# Data in this exercise
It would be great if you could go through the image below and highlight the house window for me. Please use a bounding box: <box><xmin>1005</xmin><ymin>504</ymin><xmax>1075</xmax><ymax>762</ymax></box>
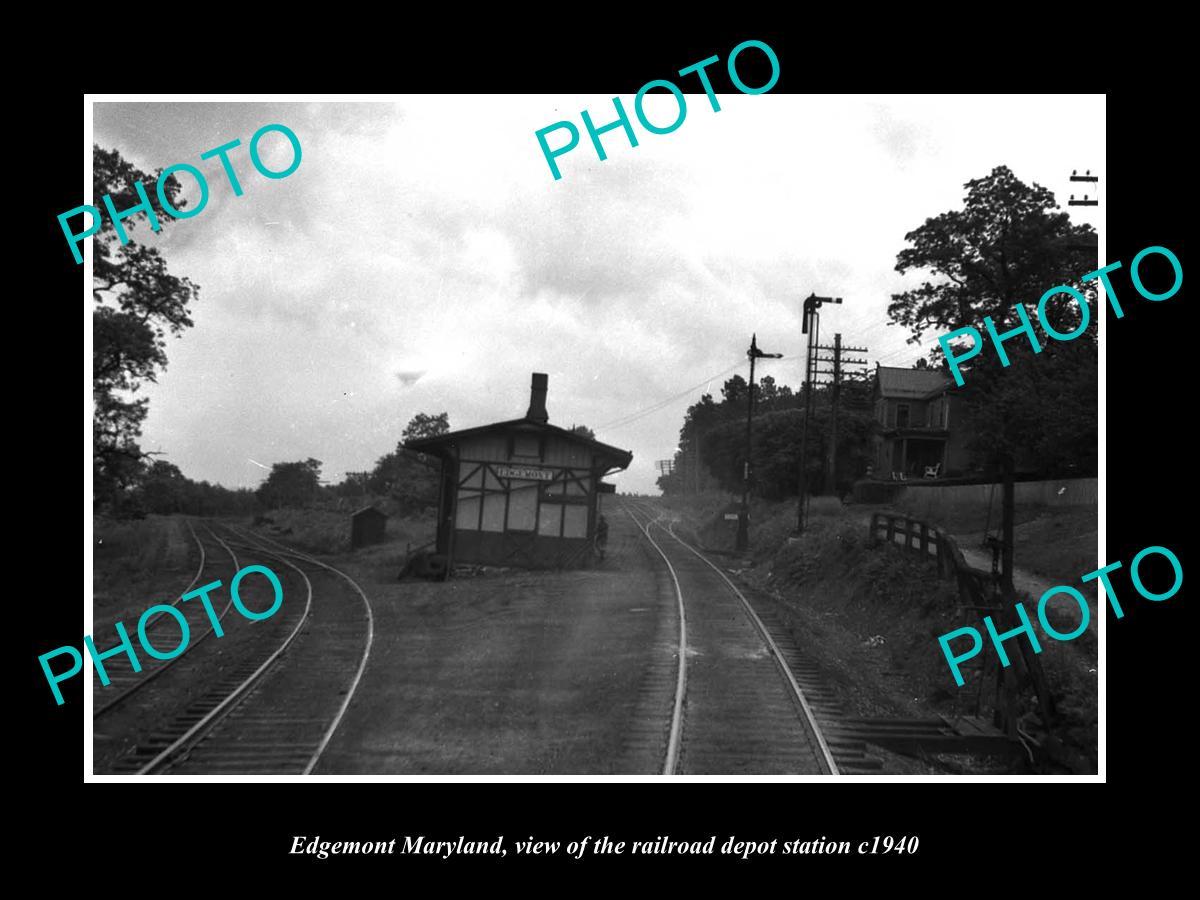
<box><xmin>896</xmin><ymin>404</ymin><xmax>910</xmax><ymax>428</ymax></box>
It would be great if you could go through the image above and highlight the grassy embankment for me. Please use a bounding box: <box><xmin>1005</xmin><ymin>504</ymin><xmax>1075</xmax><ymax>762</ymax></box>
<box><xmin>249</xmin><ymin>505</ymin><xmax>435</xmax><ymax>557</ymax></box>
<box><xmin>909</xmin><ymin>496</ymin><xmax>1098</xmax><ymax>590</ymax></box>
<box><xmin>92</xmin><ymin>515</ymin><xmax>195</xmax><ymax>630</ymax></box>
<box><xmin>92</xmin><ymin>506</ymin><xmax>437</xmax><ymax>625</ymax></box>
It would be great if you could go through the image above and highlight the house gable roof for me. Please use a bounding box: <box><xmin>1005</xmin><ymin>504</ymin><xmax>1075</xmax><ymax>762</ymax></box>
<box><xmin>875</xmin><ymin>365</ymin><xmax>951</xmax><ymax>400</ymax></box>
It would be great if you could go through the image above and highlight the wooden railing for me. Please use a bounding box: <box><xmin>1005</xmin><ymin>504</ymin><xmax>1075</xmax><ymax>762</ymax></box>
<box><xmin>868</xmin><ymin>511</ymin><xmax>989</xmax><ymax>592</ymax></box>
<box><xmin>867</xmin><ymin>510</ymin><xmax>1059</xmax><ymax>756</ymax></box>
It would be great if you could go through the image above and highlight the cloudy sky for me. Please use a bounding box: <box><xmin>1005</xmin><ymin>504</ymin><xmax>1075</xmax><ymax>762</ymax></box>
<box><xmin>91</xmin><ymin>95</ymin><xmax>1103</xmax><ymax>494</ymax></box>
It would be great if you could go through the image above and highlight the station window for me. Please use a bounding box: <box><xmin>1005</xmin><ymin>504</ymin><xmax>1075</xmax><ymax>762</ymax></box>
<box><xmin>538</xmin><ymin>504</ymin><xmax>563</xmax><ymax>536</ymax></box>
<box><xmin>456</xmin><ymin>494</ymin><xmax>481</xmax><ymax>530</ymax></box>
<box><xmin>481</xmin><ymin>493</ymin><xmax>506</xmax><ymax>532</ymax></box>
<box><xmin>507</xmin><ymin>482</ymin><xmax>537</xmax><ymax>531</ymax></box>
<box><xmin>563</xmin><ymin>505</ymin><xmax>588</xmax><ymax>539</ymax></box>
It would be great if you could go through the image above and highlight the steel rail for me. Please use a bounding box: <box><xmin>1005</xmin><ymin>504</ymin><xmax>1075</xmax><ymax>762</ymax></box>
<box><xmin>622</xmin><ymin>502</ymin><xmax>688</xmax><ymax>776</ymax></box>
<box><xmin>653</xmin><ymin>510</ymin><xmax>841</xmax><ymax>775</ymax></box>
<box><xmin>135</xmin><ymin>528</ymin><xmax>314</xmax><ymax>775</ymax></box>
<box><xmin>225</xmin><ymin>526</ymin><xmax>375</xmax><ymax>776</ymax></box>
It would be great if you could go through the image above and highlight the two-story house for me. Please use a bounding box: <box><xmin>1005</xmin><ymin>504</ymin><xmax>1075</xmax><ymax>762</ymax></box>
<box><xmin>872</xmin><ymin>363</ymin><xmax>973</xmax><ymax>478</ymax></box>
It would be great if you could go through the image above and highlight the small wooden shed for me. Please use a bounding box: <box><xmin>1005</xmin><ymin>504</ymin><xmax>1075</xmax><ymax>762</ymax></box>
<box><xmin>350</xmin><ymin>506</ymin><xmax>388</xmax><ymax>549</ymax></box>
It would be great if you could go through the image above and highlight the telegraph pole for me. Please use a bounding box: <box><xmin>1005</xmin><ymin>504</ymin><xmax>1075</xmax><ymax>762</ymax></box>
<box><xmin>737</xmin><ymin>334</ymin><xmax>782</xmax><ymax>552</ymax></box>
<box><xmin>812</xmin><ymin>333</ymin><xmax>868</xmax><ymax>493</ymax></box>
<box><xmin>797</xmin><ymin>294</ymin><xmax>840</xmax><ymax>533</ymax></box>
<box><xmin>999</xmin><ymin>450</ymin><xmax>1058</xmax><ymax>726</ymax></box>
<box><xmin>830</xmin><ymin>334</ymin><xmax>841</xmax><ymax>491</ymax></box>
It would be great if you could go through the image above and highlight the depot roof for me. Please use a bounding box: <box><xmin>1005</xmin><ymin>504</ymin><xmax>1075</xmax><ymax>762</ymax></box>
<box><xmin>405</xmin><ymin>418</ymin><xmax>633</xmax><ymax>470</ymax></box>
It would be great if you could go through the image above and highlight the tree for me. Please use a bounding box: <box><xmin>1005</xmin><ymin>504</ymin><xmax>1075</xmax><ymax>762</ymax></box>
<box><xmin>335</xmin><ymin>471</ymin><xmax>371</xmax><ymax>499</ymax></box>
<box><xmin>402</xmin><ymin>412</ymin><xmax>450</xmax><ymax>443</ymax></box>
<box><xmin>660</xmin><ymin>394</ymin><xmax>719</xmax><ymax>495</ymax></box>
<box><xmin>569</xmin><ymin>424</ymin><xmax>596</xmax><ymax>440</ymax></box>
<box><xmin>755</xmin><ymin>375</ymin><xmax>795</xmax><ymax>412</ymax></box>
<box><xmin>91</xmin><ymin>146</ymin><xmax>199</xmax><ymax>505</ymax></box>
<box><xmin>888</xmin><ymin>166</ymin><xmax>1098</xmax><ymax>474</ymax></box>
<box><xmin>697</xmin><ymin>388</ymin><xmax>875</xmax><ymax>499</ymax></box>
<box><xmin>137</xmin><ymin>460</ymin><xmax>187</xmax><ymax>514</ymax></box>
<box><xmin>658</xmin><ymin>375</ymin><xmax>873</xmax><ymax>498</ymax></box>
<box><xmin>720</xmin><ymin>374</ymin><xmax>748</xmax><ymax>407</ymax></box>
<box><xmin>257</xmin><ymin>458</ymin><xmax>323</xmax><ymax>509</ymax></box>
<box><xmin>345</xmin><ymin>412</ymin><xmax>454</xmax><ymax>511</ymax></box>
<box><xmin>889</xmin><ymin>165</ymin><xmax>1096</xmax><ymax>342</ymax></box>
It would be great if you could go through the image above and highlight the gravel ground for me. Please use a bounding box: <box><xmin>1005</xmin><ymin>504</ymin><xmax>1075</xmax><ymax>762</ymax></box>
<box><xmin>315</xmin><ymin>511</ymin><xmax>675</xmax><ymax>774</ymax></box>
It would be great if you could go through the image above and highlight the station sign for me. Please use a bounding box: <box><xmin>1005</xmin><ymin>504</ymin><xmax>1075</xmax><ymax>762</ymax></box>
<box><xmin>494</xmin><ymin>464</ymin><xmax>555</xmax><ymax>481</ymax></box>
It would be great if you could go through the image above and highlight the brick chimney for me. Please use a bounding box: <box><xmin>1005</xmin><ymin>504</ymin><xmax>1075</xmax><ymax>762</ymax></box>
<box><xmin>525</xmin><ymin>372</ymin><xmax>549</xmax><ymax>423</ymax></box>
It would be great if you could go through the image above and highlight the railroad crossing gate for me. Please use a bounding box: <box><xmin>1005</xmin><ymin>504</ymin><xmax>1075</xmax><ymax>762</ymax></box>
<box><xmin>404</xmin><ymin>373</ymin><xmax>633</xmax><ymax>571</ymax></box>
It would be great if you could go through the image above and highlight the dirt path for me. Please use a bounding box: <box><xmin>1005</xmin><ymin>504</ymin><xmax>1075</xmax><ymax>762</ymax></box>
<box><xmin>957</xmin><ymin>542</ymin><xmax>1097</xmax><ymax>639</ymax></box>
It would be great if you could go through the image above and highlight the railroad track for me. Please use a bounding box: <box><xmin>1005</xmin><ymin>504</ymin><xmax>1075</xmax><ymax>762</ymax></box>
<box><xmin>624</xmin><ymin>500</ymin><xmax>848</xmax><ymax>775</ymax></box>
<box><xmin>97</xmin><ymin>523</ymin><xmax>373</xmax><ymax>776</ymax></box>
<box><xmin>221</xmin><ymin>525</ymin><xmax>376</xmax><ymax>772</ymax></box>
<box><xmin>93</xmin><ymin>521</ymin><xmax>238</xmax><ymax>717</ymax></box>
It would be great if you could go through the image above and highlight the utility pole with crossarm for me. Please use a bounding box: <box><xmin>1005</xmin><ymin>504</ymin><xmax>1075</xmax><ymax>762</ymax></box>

# About this exercise
Where the line containing "highlight the dirt" appears in the records above, begin copying and continue through the last line; copy each line exactly and include no others.

# Finished exercise
It would be great if you could go through the image above and highlight the dirt path for me. Please use a bounding box: <box><xmin>1005</xmin><ymin>504</ymin><xmax>1075</xmax><ymax>762</ymax></box>
<box><xmin>957</xmin><ymin>542</ymin><xmax>1097</xmax><ymax>639</ymax></box>
It would be great if you could go through the image above and highlight the railroad track for me. Please use a bounding box: <box><xmin>1005</xmin><ymin>504</ymin><xmax>1075</xmax><ymax>762</ymax></box>
<box><xmin>624</xmin><ymin>500</ymin><xmax>848</xmax><ymax>775</ymax></box>
<box><xmin>97</xmin><ymin>523</ymin><xmax>373</xmax><ymax>776</ymax></box>
<box><xmin>221</xmin><ymin>525</ymin><xmax>376</xmax><ymax>772</ymax></box>
<box><xmin>93</xmin><ymin>521</ymin><xmax>238</xmax><ymax>717</ymax></box>
It would be great if you could go through the image above and highlight the utility pole with crossarm for me. Please use a bounding box: <box><xmin>1005</xmin><ymin>504</ymin><xmax>1075</xmax><ymax>762</ymax></box>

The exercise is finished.